--- 原文摘录 ---
Raft原理及其实现 Part 2
日志复制
在 MIT 6.5840 实验中, 客户端通过Start函数向所有Raft节点发送Command。
- 如果该节点不是Leader,它将立即返回 false。
- 如果节点是Leader,它将接受这个Command,将其附加到其自己的日志Log中,并启动整个复制流程。
这符合我们之前的谈到的设计,Leader负责所有的写操作。Leader在得到了集群中多数节点通过后就会Commit这个Command。同样地,节点间的通信也是通过AppendEntries RPC实现的。
Leader逻辑
- 接收上层Client的Command,将其附加到自己的日志中。
- 向其他节点发送AppendEntries RPC,将这个Command同步给其他节点。
- 如果其他Follower节点确认了请求,则说明Follower的日志和Leader的日志一致,Leader维护并更新Follower对应的nextIndex和matchIndex。
- 此处如果响应了False,则存在三种情况,具体逻辑可以先按住不表:
- The Follower’s log is shorter than the Leader’s log, the Leader decrements the nextIndex to XLen.
- The Follower’s log contains an entry with a different term (Xterm) at PrevLogIndex, it sets its nextIndex to the last index of the conflicting term in leader’s logs plus 1.
- However, if the Leader doesn’t have the entry with the conflicting term, it sets the nextIndex to XIndex.
- 此处如果响应了False,则存在三种情况,具体逻辑可以先按住不表:
Follower逻辑
- 接收Leader的AppendEntries RPC,更新心跳时间,验证任期Term并在必要时更新任期。(注意改点很重要,同步也是在选举后进行的,此时必须保证接收到的RPC附带的任期和自己的任期一致,排除收到过期消息的可能)
- Folllower做日志一致性的检查,检查自己的
log[PrevLogIndex]的日志是否和PrevLogTerm(Leader发过来的)一致,此处也会引出如下情况:- If the Follower’s log is shorter than the Leader’s log, it returns Success = False, Xterm = -1,and XLen = log length.
- If the term of the log entry at PrevLogIndex does not match PrevLogTerm, the Follower identifies the conflicting term and the index of the first entry with that term.
---
- 任务要求 1: 在上文的 Raft 日志复制原文中,接收到 Command 的节点若不是 Leader,会怎样处理?
- 任务要求 2: 把 Raft 日志复制原文中的这句话译成英文:"Leader在得到了集群中多数节点通过后就会Commit这个Command。"
- 任务要求 3: 从 Raft 日志复制原文的最后一句之后接着写下去。
--- 数据摘录 ---
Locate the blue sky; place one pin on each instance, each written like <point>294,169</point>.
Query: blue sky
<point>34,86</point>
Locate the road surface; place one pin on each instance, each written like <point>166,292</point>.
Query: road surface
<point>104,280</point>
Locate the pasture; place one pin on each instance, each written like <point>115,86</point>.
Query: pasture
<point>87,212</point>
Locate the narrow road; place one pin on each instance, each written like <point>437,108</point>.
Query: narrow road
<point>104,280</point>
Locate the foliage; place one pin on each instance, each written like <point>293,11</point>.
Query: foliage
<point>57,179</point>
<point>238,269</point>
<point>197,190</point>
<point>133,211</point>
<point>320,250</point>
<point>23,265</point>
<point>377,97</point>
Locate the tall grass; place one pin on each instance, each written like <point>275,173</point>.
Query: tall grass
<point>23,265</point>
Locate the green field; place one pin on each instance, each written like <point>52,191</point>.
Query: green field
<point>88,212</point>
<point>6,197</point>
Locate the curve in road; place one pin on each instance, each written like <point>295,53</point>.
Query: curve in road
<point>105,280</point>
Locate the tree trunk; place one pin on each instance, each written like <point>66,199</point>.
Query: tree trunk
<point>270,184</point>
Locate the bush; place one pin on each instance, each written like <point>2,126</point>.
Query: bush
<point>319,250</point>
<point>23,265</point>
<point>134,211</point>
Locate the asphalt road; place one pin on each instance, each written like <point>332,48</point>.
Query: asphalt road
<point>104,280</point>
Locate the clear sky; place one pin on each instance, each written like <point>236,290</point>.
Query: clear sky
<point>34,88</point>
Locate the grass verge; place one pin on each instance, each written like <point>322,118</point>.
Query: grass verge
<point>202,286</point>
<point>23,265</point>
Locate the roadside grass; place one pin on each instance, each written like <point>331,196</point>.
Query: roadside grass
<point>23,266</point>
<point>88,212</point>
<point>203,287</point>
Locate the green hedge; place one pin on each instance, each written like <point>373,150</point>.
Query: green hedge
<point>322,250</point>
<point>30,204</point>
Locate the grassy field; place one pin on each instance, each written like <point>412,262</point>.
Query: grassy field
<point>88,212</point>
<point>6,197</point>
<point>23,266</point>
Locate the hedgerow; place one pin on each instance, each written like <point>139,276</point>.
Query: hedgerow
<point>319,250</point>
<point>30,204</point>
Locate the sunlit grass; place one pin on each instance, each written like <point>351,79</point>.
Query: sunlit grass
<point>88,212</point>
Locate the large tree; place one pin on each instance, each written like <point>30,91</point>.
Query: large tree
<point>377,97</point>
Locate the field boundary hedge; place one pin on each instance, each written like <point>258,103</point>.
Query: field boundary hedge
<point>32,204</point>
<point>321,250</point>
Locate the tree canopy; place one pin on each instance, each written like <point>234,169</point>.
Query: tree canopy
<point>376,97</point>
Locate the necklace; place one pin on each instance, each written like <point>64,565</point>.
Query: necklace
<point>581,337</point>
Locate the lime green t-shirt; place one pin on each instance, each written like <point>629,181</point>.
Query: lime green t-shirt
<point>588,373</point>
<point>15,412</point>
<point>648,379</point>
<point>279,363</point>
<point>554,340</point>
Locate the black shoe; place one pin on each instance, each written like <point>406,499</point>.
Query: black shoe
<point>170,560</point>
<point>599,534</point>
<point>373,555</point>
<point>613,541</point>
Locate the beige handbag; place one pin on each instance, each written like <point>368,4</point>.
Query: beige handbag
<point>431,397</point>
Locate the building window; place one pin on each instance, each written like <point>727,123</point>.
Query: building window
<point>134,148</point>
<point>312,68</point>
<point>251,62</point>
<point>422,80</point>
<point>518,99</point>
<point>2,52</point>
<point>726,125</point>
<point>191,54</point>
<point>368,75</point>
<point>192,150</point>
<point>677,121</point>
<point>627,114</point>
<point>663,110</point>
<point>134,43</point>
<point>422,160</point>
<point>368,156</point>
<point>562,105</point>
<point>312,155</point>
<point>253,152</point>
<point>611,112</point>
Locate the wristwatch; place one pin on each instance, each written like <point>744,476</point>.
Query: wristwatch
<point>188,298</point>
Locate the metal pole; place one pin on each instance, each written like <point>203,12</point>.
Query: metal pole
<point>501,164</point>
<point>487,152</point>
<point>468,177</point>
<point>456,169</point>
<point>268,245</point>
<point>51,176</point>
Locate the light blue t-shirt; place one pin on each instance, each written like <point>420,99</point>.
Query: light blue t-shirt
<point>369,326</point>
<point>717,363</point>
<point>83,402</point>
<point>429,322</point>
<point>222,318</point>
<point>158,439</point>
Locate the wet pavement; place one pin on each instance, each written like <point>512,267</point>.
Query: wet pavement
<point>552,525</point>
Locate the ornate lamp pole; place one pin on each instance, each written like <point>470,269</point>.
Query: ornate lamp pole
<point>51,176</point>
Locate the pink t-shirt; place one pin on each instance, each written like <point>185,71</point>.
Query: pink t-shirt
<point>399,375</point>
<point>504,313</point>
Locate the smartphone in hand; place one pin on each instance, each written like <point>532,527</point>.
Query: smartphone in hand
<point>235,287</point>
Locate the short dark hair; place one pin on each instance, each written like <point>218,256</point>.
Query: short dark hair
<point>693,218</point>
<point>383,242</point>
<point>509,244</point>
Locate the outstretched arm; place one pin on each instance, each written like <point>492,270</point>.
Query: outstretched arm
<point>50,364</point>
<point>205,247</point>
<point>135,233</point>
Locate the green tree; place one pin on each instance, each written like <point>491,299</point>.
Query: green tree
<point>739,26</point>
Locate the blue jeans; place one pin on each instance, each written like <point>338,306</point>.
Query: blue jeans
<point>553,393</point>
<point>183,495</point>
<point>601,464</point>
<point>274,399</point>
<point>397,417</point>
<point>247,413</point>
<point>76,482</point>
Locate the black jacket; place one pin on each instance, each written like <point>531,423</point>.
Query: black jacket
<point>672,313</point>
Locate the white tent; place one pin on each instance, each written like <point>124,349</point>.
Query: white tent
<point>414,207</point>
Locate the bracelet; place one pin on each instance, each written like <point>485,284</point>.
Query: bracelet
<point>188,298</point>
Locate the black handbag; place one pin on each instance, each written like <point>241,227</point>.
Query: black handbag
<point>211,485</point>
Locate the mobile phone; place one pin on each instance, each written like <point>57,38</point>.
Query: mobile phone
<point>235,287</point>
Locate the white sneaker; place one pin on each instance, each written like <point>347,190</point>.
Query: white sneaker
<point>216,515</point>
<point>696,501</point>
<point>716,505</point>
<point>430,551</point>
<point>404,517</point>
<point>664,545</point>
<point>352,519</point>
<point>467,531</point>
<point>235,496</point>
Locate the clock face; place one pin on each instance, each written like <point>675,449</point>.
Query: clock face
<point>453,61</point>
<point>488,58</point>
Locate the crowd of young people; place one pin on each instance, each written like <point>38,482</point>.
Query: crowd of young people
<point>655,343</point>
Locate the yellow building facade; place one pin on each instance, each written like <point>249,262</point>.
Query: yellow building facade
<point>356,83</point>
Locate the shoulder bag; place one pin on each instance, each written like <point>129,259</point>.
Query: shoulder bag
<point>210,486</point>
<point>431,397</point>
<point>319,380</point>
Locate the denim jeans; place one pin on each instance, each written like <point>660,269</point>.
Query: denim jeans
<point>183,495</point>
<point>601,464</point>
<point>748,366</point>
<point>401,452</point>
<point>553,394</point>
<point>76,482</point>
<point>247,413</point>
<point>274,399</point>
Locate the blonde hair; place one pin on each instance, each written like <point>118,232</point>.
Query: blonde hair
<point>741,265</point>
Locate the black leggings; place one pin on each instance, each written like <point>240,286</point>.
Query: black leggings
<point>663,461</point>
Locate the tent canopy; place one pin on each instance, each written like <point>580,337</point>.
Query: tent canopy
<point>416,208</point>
---
- 最终结果 1: 它将立即返回 false。

- 最终结果 2: The Leader commits this Command once it has obtained approval from a majority of the nodes in the cluster.

- 最终结果 3:
- Follower需要处理冲突的日志数据,删除冲突日志和其后的所有日志。
- Follower会将Leader的日志中自己未同步的部分追加到自己的日志中。
- Follower更新自己的commitIndex, 取日志最大的index和Leader的commitIndex的最小值。
具体实现
注意下图中的State machine不是Raft的一部分,但Raft会保证所有节点的State machine都拿到相同的Command序列。
Start函数由客户端调用,写入新Command。如果该节点是Leader,它会将这个Command追加到日志中。
// in raft.go
func (rf *Raft) Start(command interface{}) (int, int, bool) {
index := -1
term := -1
isLeader := true
// Your code here (2B).
rf.mu.Lock()
defer rf.mu.Unlock()
if rf.state != Leader {
isLeader = false
} else {
entry := LogEntry{Term: rf.currentTerm, Command: command}
rf.log = append(rf.log, entry)
index = rf.globalLastLogIndex()
term = rf.currentTerm
logger.Printf(rf, Start, "Received command %v,index %v, current log %v", command, index, rf.log)
rf.persist()
}
return index, term, isLeader
}ApplyWorker()将已经Committed的Command应用到状态机,通过go的channel发送消息。
// in apply.go
func (rf *Raft) ApplyWorker() {
// Check if there are any new logs to commit
for !rf.killed() {
// avoid get lock too frequently, otherwise it will slow down the system
if rf.commitIndex <= rf.lastApplied {
time.Sleep(time.Duration(CommitCheckInterval) * time.Millisecond)
continue
}
rf.mu.Lock()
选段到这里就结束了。